Graduating from the Royal College of Art in 2018 with an MA in Textiles, London based designer Scarlett Adams is a knitter, designer and artist. The intensive illustration process behind her graduate knitted fabric collection will be showcased at New Designers 2019. Within the One Year In room visitors will find her striking illustration collection Landscapes of the body, revealing her personal approach to designing knitted fabrics.

A1 ‘Wrist and Elbow’ Illustration – pen and watercolour. © Scarlett Adams

Having completed her BA in Fashion Textiles at London College of Fashion, followed by her MA at the RCA, Scarlett is now venturing down her own creative path, blending her knowledge of textiles with her illustrative skills. With a fluid design process, Scarlett has a unique approach to knitted textile design – one that focuses on the preservation of the analogue in a world consumed by digitalisation.

Scarlett would sooner spend 8 hours hand transferring stitches on a 14gg Flat Bed knit than focus on technological pursuits. Inspired by the forms of the human body, Scarlett moves from illustrations to knitting, and returns to paper once more, in an ever circular process where mark making informs yarn, and line informs stitch.

Sample from RCA Graduate Collection, A1, 7gg, Moving rib. © Scarlett Adams

With a particular interest in the complexities of knitted structures, the detail captured within Scarlett’s drawings is always present in her fine tuned fabrics. Attention to detail combined with a fundamental understanding of flat bed machine capabilities allows Scarlett to craft knitwear that leads one to wonder how she could have achieved such fluidity in stitch, in a medium that is so often vulnerable to linearity.

When asked whether she would rather work digitally to design knits that require more complex needle bed set ups, Scarlett responded: “Individually transferring stitches and maintaining a tactile connection with each fabric I design is the most enjoyable part for me.”

Describing herself as a fabric maker, Scarlett’s focus is within the development of complex stich structures, pushing the boundaries of what hand and machine can achieve. It is here, Scarlett feels, that innovation can be focused upon in terms of the synergy between digital and analogue knitting methods.

▶ WRITTEN TASK
Answer these questions from the profile of Scarlett Adams:
(a) At which institution did she complete her BA, and in what subject?
(b) What gauge of flat bed knit does she mention spending 8 hours hand transferring stitches on?
(c) How does she describe herself?
The listing has no connection to the profile above.

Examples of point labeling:
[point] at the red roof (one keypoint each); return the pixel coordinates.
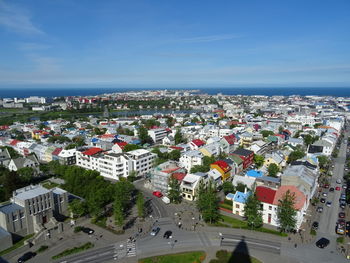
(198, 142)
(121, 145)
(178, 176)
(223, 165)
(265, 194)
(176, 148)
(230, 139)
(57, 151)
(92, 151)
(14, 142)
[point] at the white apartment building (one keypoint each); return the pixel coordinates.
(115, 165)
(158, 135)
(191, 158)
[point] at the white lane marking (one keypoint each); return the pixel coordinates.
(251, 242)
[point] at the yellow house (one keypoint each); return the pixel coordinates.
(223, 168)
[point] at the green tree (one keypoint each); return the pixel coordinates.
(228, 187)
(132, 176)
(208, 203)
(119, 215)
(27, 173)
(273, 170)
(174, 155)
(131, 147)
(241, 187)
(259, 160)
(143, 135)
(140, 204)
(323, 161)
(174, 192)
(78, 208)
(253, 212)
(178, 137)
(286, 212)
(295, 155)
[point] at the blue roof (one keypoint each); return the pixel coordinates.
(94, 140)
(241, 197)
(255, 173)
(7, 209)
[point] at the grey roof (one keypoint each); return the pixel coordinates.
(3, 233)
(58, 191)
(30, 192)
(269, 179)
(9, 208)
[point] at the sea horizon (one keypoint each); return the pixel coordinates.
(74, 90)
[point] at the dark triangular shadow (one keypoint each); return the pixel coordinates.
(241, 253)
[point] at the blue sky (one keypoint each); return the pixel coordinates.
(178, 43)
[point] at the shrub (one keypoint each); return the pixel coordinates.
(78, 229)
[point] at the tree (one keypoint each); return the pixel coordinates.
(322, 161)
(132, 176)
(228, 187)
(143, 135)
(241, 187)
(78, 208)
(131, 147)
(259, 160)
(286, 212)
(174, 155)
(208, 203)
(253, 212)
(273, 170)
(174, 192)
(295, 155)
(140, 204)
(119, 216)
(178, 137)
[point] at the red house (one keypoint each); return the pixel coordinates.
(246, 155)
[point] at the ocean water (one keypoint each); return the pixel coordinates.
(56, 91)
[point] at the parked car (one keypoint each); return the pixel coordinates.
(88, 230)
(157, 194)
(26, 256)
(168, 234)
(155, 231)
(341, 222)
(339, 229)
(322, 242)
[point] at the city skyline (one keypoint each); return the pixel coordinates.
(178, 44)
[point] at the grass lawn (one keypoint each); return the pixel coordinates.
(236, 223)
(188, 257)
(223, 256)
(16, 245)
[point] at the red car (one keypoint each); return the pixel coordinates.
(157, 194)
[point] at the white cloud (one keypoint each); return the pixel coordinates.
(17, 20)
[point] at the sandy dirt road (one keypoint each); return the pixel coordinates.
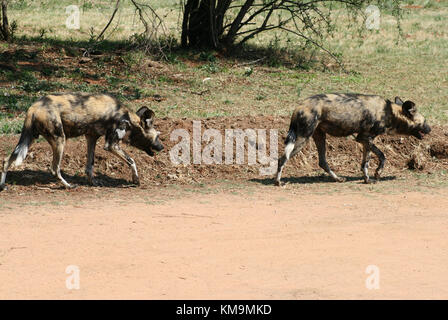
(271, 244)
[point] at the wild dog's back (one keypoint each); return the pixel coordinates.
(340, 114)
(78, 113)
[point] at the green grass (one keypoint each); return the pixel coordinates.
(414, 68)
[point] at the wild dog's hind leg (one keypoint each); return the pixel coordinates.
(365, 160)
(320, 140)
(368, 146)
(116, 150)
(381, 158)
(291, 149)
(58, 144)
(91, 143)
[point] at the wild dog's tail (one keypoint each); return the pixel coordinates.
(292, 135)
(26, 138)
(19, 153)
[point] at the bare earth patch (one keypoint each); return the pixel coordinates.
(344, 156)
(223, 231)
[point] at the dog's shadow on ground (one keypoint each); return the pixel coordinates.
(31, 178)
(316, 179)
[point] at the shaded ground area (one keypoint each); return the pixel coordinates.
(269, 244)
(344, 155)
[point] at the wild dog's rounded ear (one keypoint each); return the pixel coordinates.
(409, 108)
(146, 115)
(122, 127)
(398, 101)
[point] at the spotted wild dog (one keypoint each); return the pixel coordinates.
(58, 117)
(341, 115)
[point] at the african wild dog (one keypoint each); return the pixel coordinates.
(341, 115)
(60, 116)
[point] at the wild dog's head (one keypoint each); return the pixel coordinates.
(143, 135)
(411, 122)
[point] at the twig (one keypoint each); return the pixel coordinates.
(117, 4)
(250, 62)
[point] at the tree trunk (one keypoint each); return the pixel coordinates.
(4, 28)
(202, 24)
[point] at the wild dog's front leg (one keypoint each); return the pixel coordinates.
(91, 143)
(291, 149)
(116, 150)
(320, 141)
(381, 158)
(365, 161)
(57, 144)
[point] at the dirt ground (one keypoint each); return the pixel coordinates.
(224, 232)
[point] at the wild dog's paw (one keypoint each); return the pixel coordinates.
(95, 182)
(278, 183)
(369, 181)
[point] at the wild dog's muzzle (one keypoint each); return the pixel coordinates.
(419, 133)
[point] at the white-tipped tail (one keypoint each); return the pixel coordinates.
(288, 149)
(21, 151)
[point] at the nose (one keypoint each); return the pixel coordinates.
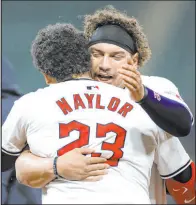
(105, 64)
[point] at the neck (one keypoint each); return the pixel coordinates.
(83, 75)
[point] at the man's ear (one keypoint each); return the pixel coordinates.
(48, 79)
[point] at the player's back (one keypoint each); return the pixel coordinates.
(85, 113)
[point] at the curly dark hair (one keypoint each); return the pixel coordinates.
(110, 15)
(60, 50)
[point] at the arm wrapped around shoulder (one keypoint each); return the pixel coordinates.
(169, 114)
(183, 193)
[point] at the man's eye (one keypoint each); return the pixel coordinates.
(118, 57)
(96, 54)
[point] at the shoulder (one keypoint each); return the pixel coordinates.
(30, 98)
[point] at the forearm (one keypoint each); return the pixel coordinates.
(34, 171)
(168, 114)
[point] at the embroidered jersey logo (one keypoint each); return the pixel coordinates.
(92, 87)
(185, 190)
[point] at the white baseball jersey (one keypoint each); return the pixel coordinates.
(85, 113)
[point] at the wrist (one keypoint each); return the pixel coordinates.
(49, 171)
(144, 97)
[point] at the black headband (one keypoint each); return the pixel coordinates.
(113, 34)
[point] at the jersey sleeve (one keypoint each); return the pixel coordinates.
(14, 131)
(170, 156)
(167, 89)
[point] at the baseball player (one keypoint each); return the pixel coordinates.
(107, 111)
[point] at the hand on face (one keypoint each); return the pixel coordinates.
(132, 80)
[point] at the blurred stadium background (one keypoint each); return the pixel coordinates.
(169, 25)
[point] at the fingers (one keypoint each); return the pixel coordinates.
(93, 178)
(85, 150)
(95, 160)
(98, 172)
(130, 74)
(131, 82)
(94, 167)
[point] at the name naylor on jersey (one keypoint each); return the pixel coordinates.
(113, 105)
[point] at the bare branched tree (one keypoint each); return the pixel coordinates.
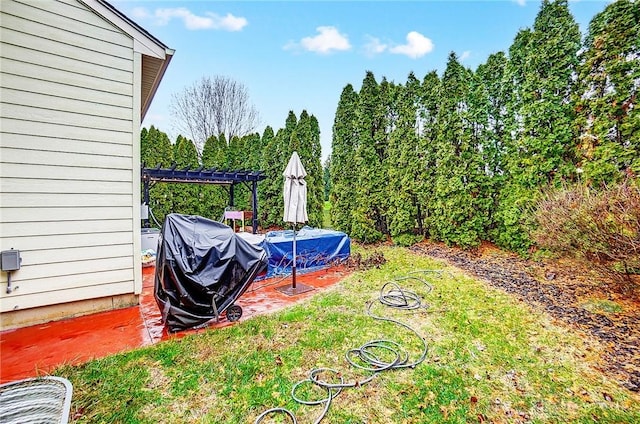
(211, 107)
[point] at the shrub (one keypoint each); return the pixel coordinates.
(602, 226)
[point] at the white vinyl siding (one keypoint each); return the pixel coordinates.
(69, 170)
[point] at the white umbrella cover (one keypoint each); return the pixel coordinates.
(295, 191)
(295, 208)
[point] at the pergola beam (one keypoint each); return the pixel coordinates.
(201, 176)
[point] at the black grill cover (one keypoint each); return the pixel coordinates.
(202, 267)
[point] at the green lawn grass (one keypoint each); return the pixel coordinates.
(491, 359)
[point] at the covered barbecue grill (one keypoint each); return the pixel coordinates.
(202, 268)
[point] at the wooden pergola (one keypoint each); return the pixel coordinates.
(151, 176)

==

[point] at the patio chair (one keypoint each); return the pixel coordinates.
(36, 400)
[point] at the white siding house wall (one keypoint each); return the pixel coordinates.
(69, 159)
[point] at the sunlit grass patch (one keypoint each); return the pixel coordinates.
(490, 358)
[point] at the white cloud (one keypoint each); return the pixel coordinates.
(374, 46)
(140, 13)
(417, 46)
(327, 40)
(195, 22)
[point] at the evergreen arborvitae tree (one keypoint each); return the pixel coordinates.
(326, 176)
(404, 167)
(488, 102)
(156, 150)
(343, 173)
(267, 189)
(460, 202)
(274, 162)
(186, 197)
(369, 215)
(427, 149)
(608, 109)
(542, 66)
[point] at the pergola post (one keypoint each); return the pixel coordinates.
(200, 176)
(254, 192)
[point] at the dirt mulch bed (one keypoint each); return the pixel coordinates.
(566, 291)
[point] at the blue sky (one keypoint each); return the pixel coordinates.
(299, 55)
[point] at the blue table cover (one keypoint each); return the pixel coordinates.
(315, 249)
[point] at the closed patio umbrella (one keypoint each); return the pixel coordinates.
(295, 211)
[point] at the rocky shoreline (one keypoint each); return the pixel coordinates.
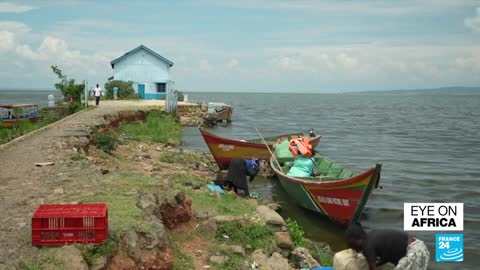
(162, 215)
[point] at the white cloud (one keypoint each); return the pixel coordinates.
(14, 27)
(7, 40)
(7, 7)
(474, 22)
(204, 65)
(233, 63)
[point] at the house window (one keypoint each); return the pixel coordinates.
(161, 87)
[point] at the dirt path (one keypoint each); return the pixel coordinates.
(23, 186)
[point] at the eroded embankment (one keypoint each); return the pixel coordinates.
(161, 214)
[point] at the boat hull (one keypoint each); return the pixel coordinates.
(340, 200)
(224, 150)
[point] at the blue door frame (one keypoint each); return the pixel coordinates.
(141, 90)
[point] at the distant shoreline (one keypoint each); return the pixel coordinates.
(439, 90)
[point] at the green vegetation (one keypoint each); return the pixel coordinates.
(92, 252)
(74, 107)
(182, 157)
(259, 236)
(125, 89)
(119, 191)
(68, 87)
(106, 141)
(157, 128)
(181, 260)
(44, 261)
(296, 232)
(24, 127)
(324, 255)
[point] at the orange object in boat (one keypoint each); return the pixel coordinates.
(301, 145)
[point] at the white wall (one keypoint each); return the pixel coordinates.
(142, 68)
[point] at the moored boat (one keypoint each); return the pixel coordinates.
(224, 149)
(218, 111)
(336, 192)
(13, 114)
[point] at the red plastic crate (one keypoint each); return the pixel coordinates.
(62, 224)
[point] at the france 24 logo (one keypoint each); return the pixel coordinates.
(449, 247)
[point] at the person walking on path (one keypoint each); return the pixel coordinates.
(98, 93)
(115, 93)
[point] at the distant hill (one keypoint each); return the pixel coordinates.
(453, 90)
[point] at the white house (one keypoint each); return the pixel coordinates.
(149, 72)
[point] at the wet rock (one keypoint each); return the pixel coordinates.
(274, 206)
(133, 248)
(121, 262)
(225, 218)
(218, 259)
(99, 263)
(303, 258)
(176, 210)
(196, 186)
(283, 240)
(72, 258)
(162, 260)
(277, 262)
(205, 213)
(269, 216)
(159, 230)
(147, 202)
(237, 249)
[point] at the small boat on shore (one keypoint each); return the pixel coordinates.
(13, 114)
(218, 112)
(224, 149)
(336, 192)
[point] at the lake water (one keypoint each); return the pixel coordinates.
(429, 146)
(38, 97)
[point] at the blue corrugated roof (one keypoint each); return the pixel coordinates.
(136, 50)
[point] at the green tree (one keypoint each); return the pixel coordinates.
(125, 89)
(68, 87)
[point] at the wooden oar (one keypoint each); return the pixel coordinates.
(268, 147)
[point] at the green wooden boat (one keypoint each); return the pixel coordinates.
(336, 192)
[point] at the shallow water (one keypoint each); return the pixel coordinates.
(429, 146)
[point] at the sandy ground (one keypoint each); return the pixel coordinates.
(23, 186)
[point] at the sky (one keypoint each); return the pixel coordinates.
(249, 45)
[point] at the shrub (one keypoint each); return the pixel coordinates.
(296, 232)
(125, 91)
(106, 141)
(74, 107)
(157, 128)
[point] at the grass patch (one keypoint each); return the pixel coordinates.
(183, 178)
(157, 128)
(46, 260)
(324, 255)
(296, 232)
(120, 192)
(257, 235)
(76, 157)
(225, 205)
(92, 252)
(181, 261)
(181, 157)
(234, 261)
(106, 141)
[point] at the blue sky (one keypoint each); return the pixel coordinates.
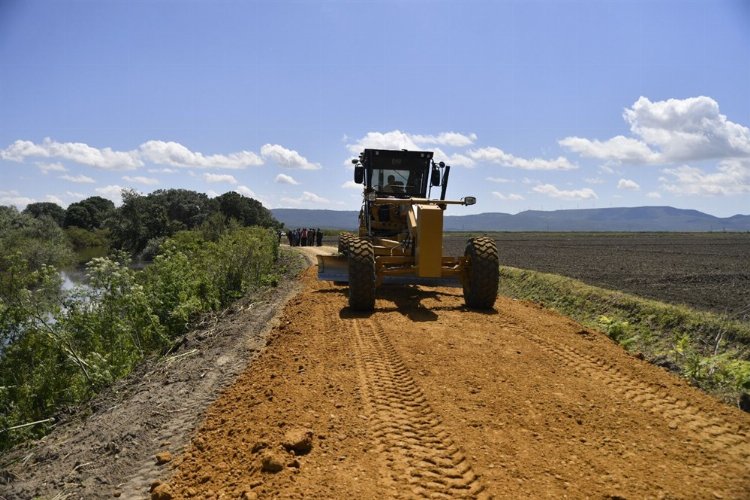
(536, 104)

* * *

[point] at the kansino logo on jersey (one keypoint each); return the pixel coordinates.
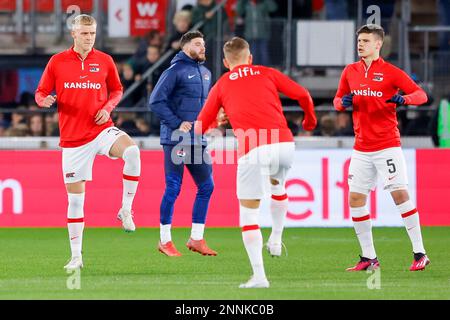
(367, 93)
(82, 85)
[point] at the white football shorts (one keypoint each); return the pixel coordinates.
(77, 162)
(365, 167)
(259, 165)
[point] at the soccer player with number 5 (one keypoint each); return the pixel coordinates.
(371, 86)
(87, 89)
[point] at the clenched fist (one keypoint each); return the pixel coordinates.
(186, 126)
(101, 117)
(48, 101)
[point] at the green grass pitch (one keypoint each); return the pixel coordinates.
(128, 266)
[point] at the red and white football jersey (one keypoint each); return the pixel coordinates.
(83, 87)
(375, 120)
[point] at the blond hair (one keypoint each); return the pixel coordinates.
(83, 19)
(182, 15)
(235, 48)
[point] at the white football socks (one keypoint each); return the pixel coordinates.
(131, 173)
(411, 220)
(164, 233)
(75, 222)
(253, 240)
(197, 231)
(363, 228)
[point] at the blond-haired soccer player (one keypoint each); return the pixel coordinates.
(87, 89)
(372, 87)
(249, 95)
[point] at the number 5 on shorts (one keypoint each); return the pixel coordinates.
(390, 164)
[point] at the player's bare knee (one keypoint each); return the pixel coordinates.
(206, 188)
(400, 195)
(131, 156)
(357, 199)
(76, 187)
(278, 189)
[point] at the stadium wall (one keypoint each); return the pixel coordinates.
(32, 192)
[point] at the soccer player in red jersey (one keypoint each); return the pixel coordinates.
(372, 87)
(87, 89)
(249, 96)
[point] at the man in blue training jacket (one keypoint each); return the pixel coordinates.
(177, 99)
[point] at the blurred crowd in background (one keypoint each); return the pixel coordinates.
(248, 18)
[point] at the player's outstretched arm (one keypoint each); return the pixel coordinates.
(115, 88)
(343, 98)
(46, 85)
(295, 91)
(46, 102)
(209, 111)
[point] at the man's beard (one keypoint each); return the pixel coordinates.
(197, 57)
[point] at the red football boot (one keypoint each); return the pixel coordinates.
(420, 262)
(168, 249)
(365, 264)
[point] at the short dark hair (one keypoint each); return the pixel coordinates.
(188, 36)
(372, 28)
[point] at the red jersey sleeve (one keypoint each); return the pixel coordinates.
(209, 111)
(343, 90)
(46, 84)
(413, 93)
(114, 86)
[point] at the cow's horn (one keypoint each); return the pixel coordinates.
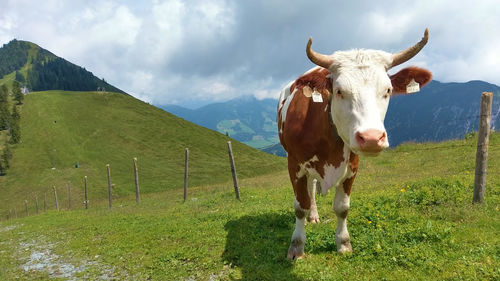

▶ OUTPUT OF THE EXERCISE
(a) London College of Fashion, in Fashion Textiles.
(b) A 14gg flat bed knit.
(c) As a fabric maker.